■ TEXTE FOURNI:
- - -
Les Idées Politiques de Chateaubriand : Un Labyrinthe de Convictions 🤔
La vie politique de Chateaubriand est marquée par une quête constante d’un rôle majeur dans l’État, un désir « âprement poursuivi ». Pourtant, ses choix et actions politiques semblent offrir de nombreuses contradictions, gommées dans ses Mémoires d’outre-tombe, le dépeignant comme « individualiste, inconstant, capricieux » et « plus épris de posture que de responsabilités ».
Chateaubriand se décrivait lui-même avec une formule célèbre : « républicain par nature, monarchiste par raison, et bourbonniste par honneur« . Cette triple identité résume bien la complexité de sa pensée. Il se voulait à la fois l’ami de la royauté légitime et de la liberté, défendant alternativement celle des deux qui lui semblait être en péril.
- Fils des Lumières, il fut d’abord ouvert aux débuts de la Révolution, avant d’être rejeté dans le camp contre-révolutionnaire par la Terreur. Son Essai sur les révolutions (1797) est une preuve de ses idées « révolutionnaires et irréligieuses très accentuées » de jeunesse.
- Revenu des illusions de la Révolution, il devient le plus libéral des contre-révolutionnaires.
- Sous le Consulat, il s’engage sur une ligne conservatrice, hostile aux révolutionnaires et aux tenants des Lumières (Le Génie du christianisme), offrant ses services au Premier Consul, avant de rompre avec Bonaparte après l’exécution du Duc d’Enghien en 1804.
- Il rachète le Mercure de France en 1807 pour en faire un organe de l’opposition royaliste à Napoléon, se voyant comme un écrivain investi d’un « rôle politique et social majeur qui ne peut s’exercer que dans la liberté ».
- En 1814 et 1815, il est un royaliste fervent, contribuant à la restauration des Bourbons (De Buonaparte et des Bourbons) et suivant la monarchie à Gand. Il pousse la Restauration hors des voies modérées souhaitées par Louis XVIII, se montrant polémiste dans le Conservateur.
- Après sa disgrâce comme ministre des Affaires étrangères en 1824, il se place à la tête de l’opposition royaliste sous Charles X, attaquant Villèle.
- De 1824 à 1830, il se présente comme un « héros du libéralisme », défendant ardemment la liberté de la presse. Cette période le voit s’affirmer comme « l’homme de la Restauration possible, de la Restauration avec toutes les sortes de libertés ».
- En se ralliant à l’opposition libérale avant 1830, ce monarchiste a paradoxalement contribué à faire tomber la monarchie des Bourbons.
- Après la chute de la monarchie légitime en 1830, il proclame sa fidélité à la légitimité et refuse de se rallier à la « monarchie bâtarde » de Louis-Philippe, considérant Henri V comme son souverain légitime.
- - -
■ DONNÉES ENREGISTRÉES:
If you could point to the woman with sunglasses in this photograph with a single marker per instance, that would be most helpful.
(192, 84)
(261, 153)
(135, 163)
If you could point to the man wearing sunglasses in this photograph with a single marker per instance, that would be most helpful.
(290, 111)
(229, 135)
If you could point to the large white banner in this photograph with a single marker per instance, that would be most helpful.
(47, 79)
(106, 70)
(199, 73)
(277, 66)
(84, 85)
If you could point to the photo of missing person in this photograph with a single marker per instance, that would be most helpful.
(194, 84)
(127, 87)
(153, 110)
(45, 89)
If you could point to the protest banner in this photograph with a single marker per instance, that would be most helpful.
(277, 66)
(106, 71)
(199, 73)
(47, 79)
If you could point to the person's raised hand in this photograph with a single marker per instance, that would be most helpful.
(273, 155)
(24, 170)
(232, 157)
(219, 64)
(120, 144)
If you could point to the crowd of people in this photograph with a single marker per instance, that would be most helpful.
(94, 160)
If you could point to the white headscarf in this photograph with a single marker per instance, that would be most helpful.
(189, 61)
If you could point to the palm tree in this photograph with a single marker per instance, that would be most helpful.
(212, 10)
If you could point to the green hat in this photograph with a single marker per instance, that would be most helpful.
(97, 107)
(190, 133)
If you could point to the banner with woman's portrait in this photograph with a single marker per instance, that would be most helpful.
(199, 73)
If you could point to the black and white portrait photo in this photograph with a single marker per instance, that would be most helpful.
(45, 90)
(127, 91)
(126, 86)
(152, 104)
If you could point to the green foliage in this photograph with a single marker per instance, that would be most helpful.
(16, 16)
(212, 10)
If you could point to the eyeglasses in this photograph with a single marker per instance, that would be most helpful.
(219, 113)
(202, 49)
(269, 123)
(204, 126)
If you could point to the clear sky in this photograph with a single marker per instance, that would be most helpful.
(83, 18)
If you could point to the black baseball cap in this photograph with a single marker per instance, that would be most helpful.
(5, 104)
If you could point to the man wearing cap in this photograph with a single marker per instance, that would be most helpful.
- - -
■ VOS CONSIGNES: Rédigez la suite du texte sur les idées politiques de Chateaubriand, en partant de sa dernière phrase.

■ RÉSULTAT OBTENU:
La dualité entre le Chateaubriand personnel (exaltant ses sentiments avec lyrisme romantique) et le Chateaubriand public (mémorialiste et chroniqueur de son époque) est manifeste dans les Mémoires d’outre-tombe. Sa vie politique fut profondément influencée par ses sentiments personnels et sa solitude. Il s’opposait à l’avènement de la démocratie, estimant que la France n’était pas encore mûre.
Malgré ces revirements apparents, il était considéré comme un esprit droit dans ses jugements, un royaliste qui n’avait guère d’illusions sur les Bourbons et qui se montra clairvoyant sur l’évolution de son époque. Il prédisait une « révolution générale » où les nations se « nivelleront dans une égale liberté… ou dans un égal despotisme ». Il aimait la liberté mais la pensait incompatible avec le nivellement égalitaire et le règne de l’argent, la jugeant inséparable des institutions de l’Ancien Régime, tout en sachant que l’histoire ne revient pas en arrière.
Œuvres Majeures de Chateaubriand 📚
Chateaubriand a laissé une œuvre colossale et influente :
- Essai sur les révolutions (1797) : Son premier ouvrage, marquant son entrée en littérature.
- Atala (1801) et René (1802) : Fictions illustrant une esthétique originale, pionnières du romantisme.
- Le Génie du christianisme (1802) : Ouvrage apologétique majeur, marquant le retour du religieux et célébrant la beauté du christianisme.
- Les Martyrs (1809) : Épopée chrétienne en prose, fruit de son voyage en Orient.
- Itinéraire de Paris à Jérusalem (1811) : Récit de voyage influent.
- De Buonaparte et des Bourbons (1814) : Pamphlet politique décisif.
- De la Monarchie selon la charte (1816) : Essai politique qui lui valut une disgrâce.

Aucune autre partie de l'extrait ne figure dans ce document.